Saved entries
****************

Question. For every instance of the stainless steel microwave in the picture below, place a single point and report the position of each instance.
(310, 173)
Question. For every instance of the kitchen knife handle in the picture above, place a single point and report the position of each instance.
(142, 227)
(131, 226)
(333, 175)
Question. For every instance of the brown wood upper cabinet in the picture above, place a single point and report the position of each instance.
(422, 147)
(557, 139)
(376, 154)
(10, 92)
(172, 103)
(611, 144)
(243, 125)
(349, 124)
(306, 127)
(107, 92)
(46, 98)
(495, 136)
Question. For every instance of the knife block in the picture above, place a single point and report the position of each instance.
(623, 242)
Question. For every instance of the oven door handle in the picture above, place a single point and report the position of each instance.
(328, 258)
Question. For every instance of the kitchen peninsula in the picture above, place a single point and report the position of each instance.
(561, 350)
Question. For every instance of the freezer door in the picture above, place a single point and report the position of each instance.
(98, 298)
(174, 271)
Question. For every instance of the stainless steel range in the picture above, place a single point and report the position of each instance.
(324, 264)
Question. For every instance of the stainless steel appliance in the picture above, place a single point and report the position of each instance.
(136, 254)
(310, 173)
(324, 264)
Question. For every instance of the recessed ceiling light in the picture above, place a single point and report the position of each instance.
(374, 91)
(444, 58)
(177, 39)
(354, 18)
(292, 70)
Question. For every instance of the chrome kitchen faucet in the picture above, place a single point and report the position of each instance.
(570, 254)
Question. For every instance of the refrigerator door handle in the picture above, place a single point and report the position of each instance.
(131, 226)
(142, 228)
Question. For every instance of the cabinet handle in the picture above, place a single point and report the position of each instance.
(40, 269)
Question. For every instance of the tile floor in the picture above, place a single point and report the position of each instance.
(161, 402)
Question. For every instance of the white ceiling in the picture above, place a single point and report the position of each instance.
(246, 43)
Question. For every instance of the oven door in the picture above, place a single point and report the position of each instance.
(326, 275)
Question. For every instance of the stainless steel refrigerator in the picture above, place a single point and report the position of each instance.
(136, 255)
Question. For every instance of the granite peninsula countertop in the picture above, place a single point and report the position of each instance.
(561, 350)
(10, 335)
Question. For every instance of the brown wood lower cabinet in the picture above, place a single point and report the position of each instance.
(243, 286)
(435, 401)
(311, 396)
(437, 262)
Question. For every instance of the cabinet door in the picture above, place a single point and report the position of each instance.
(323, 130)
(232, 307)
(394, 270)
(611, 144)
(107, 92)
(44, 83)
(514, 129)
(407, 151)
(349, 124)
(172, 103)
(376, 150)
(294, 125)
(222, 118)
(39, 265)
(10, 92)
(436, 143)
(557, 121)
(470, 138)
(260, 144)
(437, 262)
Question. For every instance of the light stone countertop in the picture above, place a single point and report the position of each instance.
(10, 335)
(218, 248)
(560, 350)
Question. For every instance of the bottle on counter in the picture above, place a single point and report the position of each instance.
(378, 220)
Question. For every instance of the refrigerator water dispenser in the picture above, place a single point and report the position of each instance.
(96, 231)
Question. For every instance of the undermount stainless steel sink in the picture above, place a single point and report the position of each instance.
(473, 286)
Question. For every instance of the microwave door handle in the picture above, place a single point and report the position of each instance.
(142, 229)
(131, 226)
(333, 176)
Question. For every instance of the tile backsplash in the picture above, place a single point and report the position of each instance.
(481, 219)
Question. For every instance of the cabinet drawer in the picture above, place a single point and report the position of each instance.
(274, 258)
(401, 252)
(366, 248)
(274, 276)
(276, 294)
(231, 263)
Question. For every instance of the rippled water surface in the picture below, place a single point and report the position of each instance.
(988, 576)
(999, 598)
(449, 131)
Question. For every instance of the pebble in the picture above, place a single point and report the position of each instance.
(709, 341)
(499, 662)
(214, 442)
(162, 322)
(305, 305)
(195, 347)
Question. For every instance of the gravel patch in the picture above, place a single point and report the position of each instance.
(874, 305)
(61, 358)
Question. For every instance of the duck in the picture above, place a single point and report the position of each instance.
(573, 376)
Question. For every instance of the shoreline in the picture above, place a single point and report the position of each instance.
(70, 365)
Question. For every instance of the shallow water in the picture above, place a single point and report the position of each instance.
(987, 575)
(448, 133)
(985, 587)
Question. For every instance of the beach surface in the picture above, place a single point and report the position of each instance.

****************

Directions:
Could you copy each line above word for word?

Your response:
Question. For every instance of the stainless steel microwave in the picture below, place a single point and report the position of each instance.
(310, 173)
Question. For every instance of the kitchen knife handle in the picture above, place a single point and report the position of each instance.
(142, 227)
(131, 226)
(333, 175)
Question. For every instance of the brown wood upper cabinet in the picture above, place a single point and report the position of each instance.
(422, 147)
(557, 139)
(376, 154)
(10, 92)
(172, 103)
(611, 144)
(243, 125)
(349, 124)
(306, 127)
(107, 92)
(46, 98)
(495, 136)
Question. For every instance of the knife block in the picture above, place a single point and report the position of each instance.
(623, 242)
Question. For every instance of the oven door handle in the picture above, place a single point and report the position of each instance.
(328, 258)
Question. For every instance of the kitchen peninsula in the picture above, place a single point and report the position of each instance.
(561, 350)
Question. For every instance of the freezer door in the picture above, place a single point and report the position of each instance.
(98, 298)
(174, 271)
Question. For every instance of the stainless steel range in the picture above, place a single point and report the position of each instance.
(324, 264)
Question. For every instance of the stainless steel appliance in the picture above, place a single point and report the position of each instance.
(136, 254)
(310, 173)
(324, 264)
Question. For every instance of the recessed ceiling light in the picture above, place a single point and report the position of each instance.
(374, 91)
(444, 58)
(177, 39)
(354, 18)
(292, 70)
Question. For every instance of the chrome kitchen faucet in the picture above, place a single point and report the position of each instance.
(570, 254)
Question. For every instance of the refrigerator door handle in the picture above, place a single point and report the position of each instance.
(131, 226)
(142, 228)
Question. For every instance of the cabinet handle in the picture above, place a single point and report the position of each instance.
(40, 269)
Question. For every instance of the tile floor in the picture above, place a single point and report the position of each instance.
(161, 402)
Question. For every instance of the white ceiling in the picture above, place a single point and report the position of each instance.
(246, 43)
Question. For every instance of the oven door in the picture above, place a single point and report the position of each instance.
(326, 275)
Question. For every instance of the stainless steel refrigerator in the picture above, place a single point and report the position of each instance.
(136, 255)
Question. For every instance of the granite peninsula countertop in the picture above, place a single point and report the position of each instance.
(561, 350)
(10, 335)
Question. For every instance of the brown wood lower cabinet in the picture above, place a single point and report the position of each instance.
(243, 286)
(435, 401)
(311, 396)
(437, 262)
Question. For every instance of the cabinet door in the picture above, place a single point and report the position of each instance.
(323, 130)
(232, 307)
(394, 270)
(611, 144)
(107, 92)
(44, 83)
(514, 129)
(407, 151)
(349, 124)
(172, 103)
(376, 150)
(294, 125)
(222, 118)
(39, 265)
(10, 92)
(436, 143)
(557, 121)
(470, 138)
(260, 144)
(437, 262)
Question. For every instance of the light stone countertop in the picture above, place a single point and report the position of each instance.
(10, 335)
(218, 248)
(560, 350)
Question. For every instance of the bottle on counter in the picture above, place a single point and report the position of each instance.
(378, 220)
Question. For every instance of the refrigerator water dispenser in the picture above, place a single point and report the position of each instance.
(96, 231)
Question. For every instance of the undermount stainless steel sink in the picture above, place a single point and report the position of each instance.
(473, 286)
Question. For every instance of the microwave door handle in the picture above, place a single point and report the position of each instance.
(142, 229)
(131, 226)
(333, 176)
Question. For every instance of the tile backsplash in the picture above, place a single point and report the position of each instance.
(481, 219)
Question. For every instance of the cabinet drawer in the picture above, place a single point and report the position of each instance.
(274, 258)
(401, 252)
(366, 248)
(274, 276)
(276, 294)
(231, 263)
Question. For every instance of the rippled water surface in the picture below, place a single point and report the position of each instance.
(988, 576)
(999, 598)
(449, 131)
Question. For every instance of the pebble in the picture above, place a single point and report the position of each instance.
(709, 341)
(499, 662)
(214, 442)
(162, 322)
(305, 305)
(195, 347)
Question. For every instance of the gravel patch in the picture above, place a single point and report the position of each instance.
(874, 305)
(61, 358)
Question. For every instance of the duck in the picture above, place a single point and report the position of each instance.
(573, 376)
Question. For every instance of the shoreline in the picture above, place a single point and report the position of each instance.
(70, 365)
Question. For every instance of the shallow water in the picture above, place a single point and report the position of each instance.
(987, 575)
(448, 133)
(985, 587)
Question. For every instance of the beach surface in the picture above, place a single point and report the position of each instance.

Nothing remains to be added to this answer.